• Your objective: Return only the lines starting at the line that contains "the stone in" and ending with the final line of the listing; include both endpoints.
** Start Materials provided **
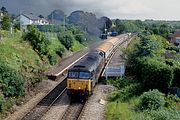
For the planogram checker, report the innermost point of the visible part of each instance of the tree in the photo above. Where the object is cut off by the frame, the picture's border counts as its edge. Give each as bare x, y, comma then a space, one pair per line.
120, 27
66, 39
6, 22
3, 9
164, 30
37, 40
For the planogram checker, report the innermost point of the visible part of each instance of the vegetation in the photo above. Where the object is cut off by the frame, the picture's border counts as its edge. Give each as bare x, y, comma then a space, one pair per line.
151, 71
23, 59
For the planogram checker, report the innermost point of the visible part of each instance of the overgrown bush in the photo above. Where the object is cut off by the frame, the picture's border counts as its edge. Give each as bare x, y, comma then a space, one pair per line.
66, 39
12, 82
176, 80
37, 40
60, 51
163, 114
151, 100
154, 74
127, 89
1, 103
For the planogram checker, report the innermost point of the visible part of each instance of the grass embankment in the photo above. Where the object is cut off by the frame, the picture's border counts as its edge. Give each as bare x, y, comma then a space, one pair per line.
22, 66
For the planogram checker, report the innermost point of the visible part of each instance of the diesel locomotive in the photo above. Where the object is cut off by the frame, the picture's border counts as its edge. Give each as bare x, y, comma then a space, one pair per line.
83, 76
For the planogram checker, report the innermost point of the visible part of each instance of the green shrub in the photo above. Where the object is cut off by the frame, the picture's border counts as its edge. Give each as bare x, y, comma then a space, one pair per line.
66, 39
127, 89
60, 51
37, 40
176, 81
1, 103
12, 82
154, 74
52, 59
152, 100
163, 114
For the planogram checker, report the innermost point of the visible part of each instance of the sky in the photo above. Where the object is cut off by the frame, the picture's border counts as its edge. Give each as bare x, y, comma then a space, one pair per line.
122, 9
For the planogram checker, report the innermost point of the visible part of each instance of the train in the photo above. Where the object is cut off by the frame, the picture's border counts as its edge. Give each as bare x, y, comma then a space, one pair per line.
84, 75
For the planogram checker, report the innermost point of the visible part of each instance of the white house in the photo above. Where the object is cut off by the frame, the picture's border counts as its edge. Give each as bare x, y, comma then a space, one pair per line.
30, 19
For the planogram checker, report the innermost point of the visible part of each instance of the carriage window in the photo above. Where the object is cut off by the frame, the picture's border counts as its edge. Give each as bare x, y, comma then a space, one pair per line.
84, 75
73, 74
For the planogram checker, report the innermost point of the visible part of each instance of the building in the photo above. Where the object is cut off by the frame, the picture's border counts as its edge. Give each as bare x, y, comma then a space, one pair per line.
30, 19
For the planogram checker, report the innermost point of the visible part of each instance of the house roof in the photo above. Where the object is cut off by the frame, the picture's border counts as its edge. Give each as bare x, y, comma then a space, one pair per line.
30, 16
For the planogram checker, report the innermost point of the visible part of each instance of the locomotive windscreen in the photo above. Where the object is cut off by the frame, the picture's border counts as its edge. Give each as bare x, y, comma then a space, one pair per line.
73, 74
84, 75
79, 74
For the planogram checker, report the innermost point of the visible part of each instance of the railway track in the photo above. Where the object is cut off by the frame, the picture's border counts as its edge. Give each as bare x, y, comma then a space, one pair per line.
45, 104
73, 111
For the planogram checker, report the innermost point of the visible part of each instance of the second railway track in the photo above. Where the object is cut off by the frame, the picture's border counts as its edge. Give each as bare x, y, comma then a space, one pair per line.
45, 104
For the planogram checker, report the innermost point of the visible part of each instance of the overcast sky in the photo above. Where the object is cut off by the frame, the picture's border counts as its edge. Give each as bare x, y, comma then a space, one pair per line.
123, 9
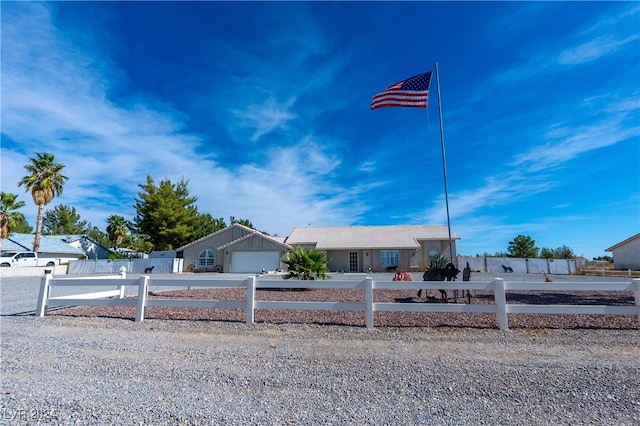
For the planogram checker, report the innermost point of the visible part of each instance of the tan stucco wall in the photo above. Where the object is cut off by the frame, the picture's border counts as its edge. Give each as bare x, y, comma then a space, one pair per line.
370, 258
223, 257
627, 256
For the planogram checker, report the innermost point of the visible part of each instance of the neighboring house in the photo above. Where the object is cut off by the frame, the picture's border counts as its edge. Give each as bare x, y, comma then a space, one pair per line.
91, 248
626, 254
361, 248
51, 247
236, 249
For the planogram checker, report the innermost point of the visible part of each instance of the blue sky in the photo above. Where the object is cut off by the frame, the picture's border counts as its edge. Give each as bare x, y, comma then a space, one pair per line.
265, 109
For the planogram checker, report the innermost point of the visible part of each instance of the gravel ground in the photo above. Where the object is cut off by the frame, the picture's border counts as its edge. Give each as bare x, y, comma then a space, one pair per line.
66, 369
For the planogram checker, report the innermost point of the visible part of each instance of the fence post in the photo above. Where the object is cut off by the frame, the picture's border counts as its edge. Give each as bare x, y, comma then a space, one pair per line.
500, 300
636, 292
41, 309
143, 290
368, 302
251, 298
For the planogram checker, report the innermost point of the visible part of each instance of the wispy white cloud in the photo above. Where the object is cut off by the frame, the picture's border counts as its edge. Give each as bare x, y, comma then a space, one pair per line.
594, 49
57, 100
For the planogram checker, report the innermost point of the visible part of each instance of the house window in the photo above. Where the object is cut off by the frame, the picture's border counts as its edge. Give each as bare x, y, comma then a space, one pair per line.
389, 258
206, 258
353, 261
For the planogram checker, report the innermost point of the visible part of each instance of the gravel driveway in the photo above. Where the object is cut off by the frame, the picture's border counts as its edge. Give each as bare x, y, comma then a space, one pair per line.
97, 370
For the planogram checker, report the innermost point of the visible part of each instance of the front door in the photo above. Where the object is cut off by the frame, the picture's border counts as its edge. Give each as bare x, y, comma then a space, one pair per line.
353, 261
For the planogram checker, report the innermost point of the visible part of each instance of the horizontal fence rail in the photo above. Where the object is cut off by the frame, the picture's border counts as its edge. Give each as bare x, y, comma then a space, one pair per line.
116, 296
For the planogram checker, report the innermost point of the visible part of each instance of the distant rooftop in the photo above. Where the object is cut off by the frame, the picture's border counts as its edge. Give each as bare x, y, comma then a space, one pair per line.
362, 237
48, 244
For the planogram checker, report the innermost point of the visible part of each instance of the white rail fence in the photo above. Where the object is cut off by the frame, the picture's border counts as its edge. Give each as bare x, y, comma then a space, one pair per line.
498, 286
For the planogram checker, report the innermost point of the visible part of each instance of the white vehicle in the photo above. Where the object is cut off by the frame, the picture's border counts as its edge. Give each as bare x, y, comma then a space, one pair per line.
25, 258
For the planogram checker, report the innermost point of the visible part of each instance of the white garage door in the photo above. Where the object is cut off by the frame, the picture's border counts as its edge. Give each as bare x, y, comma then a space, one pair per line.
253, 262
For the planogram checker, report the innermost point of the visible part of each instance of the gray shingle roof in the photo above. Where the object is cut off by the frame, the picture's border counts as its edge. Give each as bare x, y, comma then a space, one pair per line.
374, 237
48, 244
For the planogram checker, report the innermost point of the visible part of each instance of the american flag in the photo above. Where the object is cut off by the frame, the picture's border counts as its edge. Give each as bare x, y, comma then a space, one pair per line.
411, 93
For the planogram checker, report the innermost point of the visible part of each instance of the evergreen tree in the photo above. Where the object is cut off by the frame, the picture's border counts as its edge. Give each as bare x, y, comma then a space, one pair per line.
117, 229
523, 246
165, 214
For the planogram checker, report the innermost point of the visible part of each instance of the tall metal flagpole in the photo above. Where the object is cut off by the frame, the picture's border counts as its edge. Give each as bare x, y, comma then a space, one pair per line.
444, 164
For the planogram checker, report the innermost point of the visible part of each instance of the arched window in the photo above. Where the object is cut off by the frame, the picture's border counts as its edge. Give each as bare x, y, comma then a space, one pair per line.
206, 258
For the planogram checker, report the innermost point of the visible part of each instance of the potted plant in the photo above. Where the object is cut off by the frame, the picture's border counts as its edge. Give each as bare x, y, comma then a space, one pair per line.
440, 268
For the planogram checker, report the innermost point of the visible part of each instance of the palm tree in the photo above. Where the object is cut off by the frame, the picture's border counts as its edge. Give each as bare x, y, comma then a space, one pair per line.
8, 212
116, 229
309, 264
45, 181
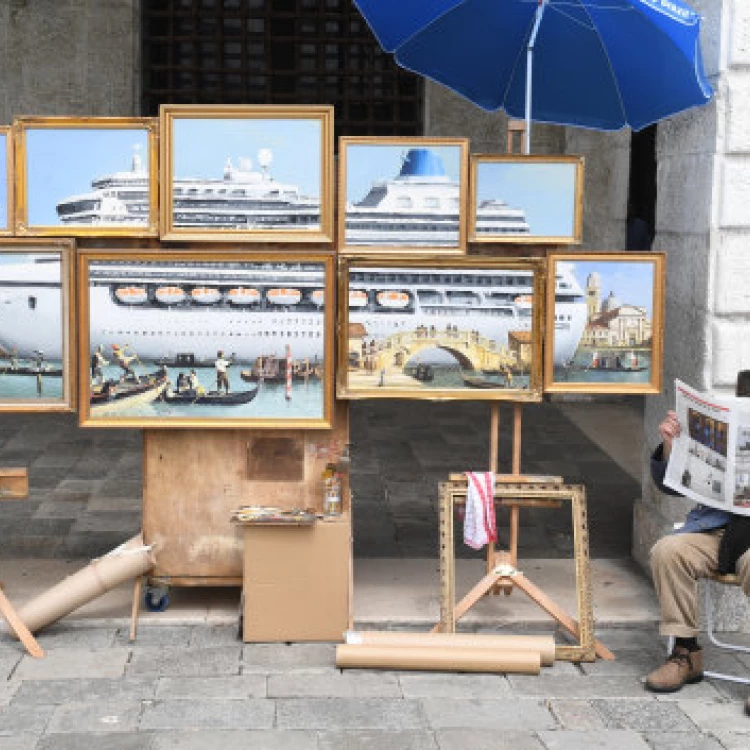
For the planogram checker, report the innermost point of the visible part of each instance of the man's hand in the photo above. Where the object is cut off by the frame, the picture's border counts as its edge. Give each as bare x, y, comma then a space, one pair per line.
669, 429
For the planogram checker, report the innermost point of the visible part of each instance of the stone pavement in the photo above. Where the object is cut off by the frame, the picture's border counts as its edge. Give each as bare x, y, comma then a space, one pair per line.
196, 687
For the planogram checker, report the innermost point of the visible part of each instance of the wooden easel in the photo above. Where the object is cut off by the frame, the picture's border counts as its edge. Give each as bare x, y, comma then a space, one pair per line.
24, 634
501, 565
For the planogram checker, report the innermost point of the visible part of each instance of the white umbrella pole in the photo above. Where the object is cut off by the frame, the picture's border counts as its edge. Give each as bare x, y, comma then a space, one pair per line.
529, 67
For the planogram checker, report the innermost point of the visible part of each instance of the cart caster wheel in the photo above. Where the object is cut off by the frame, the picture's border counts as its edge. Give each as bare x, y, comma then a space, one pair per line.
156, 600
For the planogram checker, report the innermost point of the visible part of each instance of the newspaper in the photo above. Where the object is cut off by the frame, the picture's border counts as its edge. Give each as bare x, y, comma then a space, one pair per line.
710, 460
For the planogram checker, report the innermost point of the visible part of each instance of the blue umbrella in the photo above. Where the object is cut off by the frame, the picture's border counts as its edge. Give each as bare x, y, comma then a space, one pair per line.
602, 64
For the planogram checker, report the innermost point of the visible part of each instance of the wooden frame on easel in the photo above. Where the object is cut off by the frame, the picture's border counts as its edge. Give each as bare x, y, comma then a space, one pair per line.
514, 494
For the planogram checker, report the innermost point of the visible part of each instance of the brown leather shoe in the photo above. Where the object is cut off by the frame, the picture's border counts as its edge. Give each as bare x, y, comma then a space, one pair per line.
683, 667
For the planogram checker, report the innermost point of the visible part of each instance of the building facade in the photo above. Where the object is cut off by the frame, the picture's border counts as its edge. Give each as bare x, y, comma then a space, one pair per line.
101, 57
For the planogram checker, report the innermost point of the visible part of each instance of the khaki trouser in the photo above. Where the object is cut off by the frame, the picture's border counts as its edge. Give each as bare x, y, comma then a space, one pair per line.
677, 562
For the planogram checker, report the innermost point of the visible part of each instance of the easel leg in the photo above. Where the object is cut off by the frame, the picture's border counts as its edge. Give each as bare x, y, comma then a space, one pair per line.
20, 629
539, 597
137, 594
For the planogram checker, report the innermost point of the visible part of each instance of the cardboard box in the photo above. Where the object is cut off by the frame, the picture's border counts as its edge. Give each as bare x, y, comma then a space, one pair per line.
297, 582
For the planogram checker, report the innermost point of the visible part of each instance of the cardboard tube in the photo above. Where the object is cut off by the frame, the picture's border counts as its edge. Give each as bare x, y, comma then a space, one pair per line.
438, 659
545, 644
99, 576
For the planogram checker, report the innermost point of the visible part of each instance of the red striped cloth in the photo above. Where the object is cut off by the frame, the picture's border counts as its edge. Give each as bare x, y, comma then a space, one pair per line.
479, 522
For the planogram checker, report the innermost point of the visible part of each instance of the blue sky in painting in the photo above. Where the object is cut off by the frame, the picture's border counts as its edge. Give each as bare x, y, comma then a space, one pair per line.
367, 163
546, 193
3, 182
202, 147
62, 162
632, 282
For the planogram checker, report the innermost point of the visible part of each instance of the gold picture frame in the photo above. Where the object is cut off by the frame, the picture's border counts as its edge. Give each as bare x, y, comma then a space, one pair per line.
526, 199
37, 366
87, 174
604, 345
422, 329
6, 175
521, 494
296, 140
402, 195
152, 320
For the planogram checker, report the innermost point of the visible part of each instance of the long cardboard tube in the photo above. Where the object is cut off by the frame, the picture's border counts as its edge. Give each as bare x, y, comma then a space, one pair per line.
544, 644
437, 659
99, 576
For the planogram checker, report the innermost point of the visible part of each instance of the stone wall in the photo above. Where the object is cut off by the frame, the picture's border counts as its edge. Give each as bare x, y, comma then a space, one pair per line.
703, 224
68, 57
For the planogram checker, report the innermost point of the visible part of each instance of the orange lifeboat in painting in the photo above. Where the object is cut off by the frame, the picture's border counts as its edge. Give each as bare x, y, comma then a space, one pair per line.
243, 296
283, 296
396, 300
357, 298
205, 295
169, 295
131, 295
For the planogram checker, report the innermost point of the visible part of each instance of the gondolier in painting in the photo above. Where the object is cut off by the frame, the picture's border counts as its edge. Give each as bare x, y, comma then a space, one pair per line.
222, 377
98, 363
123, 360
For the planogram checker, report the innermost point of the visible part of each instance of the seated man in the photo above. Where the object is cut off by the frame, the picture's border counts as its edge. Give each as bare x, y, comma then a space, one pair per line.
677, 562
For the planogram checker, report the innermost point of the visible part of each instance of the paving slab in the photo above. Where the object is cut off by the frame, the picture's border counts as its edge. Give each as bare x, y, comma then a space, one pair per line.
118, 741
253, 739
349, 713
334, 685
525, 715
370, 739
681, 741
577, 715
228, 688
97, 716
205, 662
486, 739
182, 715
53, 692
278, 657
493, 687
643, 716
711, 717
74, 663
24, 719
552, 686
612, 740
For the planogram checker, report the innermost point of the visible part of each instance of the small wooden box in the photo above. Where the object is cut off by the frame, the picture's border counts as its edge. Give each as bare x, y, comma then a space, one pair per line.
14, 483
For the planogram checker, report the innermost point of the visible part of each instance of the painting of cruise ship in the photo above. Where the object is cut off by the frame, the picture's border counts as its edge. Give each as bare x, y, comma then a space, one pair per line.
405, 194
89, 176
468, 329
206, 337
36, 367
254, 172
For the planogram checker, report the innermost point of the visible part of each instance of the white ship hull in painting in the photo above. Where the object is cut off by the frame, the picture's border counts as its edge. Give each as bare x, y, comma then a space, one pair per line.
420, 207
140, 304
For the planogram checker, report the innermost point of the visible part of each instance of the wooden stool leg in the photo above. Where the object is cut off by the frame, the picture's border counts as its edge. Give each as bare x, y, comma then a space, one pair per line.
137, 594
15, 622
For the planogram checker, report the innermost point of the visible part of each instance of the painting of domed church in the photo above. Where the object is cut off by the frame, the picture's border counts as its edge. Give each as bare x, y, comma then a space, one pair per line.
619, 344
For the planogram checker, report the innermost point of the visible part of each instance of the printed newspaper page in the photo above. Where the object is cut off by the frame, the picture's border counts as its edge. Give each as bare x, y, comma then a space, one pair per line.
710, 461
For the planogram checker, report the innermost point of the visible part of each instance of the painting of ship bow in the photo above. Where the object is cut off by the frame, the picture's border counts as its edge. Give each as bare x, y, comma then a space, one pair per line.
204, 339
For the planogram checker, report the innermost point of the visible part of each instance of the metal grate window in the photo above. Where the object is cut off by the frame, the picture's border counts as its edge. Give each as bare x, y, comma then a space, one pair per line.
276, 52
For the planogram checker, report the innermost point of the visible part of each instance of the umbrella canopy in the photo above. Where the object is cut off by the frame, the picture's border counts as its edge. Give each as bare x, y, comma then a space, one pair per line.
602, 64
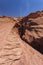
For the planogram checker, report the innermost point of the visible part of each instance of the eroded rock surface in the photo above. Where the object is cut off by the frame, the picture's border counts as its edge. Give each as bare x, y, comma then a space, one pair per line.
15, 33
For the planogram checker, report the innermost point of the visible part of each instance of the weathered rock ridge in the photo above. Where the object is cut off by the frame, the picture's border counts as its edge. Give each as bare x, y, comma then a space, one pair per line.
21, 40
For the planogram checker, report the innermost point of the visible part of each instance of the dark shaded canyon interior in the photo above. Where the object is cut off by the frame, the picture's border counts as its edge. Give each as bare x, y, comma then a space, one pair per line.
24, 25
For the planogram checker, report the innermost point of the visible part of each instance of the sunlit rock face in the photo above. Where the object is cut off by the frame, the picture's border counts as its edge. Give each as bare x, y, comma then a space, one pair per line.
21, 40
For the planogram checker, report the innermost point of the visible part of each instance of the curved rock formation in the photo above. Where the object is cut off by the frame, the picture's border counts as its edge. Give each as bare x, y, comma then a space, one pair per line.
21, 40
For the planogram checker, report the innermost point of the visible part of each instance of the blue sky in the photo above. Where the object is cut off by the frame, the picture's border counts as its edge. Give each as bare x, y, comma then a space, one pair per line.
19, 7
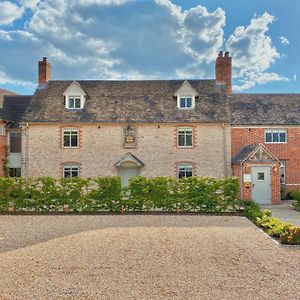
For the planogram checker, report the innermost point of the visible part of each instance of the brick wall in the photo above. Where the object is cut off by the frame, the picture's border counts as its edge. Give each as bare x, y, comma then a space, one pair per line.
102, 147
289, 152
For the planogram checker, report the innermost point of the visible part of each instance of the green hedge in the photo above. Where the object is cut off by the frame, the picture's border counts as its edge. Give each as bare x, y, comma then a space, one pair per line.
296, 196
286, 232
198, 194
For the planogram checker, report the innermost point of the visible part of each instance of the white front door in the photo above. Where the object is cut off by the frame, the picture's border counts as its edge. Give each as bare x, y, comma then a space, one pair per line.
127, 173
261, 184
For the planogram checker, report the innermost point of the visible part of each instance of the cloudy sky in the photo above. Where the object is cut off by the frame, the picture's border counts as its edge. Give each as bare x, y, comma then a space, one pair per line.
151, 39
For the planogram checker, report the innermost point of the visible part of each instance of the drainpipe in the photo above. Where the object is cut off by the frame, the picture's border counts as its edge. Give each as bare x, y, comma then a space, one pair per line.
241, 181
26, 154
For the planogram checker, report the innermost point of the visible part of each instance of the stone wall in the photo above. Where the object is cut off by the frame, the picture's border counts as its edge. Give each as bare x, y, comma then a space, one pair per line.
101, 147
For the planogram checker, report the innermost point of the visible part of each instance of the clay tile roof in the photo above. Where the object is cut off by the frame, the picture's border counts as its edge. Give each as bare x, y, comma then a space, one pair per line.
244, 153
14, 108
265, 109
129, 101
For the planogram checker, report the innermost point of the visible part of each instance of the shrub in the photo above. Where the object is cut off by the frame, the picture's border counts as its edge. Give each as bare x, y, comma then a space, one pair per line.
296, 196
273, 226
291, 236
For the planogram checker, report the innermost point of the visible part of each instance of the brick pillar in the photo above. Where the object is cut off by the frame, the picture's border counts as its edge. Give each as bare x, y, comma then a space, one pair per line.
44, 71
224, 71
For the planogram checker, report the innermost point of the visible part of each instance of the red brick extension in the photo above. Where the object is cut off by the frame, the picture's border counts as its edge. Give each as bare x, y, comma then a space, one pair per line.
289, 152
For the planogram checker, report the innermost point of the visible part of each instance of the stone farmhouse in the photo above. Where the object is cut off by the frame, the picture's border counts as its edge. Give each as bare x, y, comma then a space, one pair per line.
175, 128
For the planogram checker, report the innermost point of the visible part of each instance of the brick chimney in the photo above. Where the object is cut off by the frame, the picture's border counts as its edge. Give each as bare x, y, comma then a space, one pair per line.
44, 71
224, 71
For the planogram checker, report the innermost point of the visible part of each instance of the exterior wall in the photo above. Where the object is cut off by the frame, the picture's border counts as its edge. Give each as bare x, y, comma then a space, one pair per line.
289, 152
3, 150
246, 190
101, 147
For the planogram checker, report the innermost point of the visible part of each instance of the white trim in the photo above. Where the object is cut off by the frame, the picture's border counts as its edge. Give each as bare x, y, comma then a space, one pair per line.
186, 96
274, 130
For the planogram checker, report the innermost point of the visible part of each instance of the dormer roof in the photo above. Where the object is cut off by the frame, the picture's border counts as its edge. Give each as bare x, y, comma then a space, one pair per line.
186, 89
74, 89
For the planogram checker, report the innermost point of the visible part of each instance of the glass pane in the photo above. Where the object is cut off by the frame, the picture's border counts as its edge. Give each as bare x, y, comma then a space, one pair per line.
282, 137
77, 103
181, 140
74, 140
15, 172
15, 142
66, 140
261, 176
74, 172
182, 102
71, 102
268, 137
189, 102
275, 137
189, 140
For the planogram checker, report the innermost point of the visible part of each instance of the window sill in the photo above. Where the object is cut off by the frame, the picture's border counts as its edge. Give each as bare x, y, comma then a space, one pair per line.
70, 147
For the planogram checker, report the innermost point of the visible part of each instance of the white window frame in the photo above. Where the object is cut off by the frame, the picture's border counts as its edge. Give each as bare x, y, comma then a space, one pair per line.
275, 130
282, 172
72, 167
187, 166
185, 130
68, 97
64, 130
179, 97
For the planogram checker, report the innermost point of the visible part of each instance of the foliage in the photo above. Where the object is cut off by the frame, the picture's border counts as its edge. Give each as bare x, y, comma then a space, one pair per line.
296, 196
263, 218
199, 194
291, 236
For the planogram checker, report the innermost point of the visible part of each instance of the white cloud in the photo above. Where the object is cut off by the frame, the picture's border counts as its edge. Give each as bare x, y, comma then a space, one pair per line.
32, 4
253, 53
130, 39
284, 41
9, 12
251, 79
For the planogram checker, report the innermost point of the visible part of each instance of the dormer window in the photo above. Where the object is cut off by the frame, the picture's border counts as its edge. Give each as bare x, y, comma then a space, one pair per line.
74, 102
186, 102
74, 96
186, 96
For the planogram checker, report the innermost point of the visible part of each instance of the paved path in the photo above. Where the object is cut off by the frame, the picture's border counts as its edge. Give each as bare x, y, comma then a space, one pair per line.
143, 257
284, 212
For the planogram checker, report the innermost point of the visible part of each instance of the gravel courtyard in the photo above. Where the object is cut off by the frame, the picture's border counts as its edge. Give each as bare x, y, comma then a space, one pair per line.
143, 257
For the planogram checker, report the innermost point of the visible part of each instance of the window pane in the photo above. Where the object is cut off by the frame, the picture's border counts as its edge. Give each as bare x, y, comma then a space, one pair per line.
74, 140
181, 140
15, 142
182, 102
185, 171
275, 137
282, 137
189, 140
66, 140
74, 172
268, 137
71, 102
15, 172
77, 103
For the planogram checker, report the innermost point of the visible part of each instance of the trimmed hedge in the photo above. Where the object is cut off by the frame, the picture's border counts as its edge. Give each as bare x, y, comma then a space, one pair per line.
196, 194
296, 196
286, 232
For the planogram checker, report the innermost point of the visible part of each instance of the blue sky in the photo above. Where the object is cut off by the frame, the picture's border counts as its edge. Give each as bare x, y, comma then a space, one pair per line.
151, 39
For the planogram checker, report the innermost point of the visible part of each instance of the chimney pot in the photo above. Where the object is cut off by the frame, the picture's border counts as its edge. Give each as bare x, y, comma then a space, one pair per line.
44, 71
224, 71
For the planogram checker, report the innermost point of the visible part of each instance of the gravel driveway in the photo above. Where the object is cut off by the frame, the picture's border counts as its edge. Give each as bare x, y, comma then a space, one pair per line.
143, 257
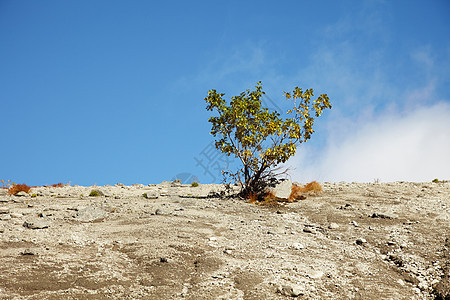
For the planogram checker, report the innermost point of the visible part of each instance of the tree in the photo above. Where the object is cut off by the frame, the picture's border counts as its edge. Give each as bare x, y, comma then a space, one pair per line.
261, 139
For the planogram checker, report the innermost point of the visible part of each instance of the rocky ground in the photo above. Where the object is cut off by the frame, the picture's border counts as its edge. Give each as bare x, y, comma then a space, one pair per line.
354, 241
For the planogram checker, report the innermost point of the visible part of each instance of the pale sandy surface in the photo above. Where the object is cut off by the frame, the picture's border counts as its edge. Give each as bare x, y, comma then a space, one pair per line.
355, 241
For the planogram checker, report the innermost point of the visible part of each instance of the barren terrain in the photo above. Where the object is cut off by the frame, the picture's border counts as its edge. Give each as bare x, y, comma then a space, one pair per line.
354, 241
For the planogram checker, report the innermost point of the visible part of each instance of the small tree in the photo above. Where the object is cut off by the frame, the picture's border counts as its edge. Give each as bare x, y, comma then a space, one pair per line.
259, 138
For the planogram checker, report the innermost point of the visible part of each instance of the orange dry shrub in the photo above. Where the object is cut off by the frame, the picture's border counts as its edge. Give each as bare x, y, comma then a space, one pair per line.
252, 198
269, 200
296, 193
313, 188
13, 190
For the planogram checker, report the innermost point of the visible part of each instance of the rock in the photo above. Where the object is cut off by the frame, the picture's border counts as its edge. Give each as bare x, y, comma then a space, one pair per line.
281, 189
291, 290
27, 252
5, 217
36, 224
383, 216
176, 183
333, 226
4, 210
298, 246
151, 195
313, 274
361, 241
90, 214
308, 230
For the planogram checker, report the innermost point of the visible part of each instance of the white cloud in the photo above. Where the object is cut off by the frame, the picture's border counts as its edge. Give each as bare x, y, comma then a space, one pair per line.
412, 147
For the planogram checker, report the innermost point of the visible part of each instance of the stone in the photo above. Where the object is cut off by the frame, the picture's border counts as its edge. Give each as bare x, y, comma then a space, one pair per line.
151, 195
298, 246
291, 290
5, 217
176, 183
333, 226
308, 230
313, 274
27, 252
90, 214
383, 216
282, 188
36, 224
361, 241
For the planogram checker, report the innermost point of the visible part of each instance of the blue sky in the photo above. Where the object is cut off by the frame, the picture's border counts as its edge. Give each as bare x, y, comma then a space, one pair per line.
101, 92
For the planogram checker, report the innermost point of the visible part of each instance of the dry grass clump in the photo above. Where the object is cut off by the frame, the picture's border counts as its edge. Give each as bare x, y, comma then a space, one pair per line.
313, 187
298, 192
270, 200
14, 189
** End Materials provided **
• Solution for this exercise:
For the planogram checker, report the innermost point of the visible part of each instance of the stone in the photo above. Where the object is cut off by the frame, the picture's border counts as its edge. Give each as bare x, y, comma then a space, one pair per line.
151, 195
298, 246
291, 290
5, 217
176, 183
333, 226
308, 230
313, 274
27, 252
90, 214
383, 216
282, 188
36, 224
361, 241
For the planogram checker, report the innermost point of the visible part of each instance of the blue sky in the photo above. Where the object is cut off by the frame, the picture's border counts as its edge. Give each as bare x, y, comma then a space, one pair per line.
101, 92
For the planogram checker, report the innermost point of the visible part of each instance of the dry grass clump in the photo above. Where the object is cut off by the frame, the picture's border counts as its edge. Give each as bare x, y, comma then a space, one pair per line.
313, 187
298, 192
270, 200
14, 189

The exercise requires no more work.